Data extracted from a collection:
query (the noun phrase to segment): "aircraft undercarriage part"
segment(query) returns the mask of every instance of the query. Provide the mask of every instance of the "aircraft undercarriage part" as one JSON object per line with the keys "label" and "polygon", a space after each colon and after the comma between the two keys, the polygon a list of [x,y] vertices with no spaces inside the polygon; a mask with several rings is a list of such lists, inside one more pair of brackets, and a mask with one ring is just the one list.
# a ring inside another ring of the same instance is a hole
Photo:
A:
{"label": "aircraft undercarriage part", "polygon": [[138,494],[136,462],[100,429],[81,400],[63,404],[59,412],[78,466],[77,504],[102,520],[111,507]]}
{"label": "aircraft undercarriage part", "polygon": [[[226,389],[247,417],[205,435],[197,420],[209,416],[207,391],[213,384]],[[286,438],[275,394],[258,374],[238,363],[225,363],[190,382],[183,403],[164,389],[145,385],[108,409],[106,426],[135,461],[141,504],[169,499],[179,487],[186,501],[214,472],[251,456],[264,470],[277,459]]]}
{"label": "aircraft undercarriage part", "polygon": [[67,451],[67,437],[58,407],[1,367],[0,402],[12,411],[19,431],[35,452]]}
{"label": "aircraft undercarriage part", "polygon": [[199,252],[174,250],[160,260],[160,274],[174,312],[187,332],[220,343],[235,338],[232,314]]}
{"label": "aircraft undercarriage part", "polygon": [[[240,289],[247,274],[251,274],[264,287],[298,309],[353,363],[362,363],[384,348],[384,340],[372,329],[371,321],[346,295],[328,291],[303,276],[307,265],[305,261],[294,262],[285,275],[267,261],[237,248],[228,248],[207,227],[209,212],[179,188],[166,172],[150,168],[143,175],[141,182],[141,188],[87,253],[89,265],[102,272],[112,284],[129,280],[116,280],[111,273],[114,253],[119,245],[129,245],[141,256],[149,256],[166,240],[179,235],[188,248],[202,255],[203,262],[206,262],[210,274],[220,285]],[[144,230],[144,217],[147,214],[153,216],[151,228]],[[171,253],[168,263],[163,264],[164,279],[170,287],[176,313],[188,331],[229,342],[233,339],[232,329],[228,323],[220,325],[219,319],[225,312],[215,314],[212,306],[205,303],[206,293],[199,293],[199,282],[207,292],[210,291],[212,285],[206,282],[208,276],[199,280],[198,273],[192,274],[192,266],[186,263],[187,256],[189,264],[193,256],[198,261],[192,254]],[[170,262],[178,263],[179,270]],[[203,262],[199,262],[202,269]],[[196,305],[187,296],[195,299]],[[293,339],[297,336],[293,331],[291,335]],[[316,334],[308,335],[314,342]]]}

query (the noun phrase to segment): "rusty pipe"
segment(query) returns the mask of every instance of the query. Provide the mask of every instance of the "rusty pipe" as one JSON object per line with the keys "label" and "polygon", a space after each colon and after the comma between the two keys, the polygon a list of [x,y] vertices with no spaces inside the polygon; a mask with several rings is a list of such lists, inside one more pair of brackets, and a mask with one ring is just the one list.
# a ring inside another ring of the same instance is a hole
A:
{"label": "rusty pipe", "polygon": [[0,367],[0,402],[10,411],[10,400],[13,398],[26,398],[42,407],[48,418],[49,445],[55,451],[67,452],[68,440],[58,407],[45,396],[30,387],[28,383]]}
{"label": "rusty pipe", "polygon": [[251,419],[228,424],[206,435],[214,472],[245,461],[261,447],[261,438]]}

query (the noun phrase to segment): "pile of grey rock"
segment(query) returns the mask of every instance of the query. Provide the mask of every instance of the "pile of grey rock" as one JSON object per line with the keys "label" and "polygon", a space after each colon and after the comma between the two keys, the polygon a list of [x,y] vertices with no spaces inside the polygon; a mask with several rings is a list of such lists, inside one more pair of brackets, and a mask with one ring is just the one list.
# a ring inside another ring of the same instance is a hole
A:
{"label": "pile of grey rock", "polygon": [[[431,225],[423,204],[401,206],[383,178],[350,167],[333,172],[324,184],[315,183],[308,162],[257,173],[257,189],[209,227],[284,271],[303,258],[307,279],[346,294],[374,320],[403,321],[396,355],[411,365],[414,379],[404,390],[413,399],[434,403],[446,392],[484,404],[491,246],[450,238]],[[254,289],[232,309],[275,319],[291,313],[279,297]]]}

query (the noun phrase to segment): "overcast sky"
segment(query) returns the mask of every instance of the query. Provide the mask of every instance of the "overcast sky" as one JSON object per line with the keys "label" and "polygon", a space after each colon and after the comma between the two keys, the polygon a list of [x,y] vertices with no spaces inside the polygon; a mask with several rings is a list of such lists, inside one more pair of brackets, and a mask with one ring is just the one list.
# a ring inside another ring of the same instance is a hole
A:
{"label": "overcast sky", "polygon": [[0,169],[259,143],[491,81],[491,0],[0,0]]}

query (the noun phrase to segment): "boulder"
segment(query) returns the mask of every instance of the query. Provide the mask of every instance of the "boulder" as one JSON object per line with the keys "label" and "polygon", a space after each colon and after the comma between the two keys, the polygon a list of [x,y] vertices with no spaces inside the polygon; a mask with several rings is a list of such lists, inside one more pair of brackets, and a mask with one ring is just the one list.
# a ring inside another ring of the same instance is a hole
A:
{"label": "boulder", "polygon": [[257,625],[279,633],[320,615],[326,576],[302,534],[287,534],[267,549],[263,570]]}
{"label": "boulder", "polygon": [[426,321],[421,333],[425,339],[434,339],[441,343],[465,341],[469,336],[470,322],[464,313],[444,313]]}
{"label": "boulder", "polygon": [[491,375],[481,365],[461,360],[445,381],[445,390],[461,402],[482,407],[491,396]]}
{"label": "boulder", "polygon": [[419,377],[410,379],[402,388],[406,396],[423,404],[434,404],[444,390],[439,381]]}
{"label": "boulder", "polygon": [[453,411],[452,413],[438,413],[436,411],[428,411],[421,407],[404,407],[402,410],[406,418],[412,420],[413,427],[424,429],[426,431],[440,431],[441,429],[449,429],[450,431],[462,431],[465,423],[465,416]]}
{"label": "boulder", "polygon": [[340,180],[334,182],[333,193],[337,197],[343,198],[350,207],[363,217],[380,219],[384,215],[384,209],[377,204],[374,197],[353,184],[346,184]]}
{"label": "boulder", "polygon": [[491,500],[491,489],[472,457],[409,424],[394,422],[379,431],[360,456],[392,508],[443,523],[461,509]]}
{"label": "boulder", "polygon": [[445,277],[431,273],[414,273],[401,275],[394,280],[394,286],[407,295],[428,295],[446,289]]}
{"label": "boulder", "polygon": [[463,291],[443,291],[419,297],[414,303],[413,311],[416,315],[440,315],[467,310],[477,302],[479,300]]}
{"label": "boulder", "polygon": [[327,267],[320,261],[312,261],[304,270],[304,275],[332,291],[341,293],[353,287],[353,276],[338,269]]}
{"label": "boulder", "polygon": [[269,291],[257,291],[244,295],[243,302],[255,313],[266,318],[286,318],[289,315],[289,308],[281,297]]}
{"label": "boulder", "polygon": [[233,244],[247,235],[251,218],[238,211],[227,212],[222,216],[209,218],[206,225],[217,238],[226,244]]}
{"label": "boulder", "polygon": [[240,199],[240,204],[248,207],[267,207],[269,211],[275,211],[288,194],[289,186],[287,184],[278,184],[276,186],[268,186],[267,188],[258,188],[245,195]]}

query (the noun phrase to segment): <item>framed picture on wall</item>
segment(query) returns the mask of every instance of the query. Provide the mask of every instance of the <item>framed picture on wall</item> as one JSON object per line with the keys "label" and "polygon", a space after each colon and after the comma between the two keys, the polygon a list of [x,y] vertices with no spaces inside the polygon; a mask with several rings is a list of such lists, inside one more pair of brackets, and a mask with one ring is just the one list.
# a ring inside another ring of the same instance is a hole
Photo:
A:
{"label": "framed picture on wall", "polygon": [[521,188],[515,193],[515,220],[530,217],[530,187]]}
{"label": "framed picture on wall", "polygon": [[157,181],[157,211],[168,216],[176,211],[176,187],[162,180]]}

Stated exercise —
Update everything from the line containing "query (the noun phrase to segment): <item>framed" down to the end of the entries by replacing "hole" with "cutout", leaving all else unchanged.

Right answer —
query (the noun phrase to segment): <item>framed picture on wall</item>
segment(query) returns the mask of every instance of the query. Provide the mask of every instance of the <item>framed picture on wall</item> as one JSON object per line with the keys "label" and "polygon", a space after each colon and after the comma between the two keys, the polygon a list of [x,y] vertices with no spaces inside the polygon; a mask with several rings is a list of such lists, inside one more pair of brackets, and a mask with one ring is just the one list.
# a ring inside another ring of the same instance is a cutout
Photo:
A:
{"label": "framed picture on wall", "polygon": [[521,188],[515,193],[515,220],[530,217],[530,187]]}
{"label": "framed picture on wall", "polygon": [[157,181],[157,211],[168,216],[176,211],[176,187],[162,180]]}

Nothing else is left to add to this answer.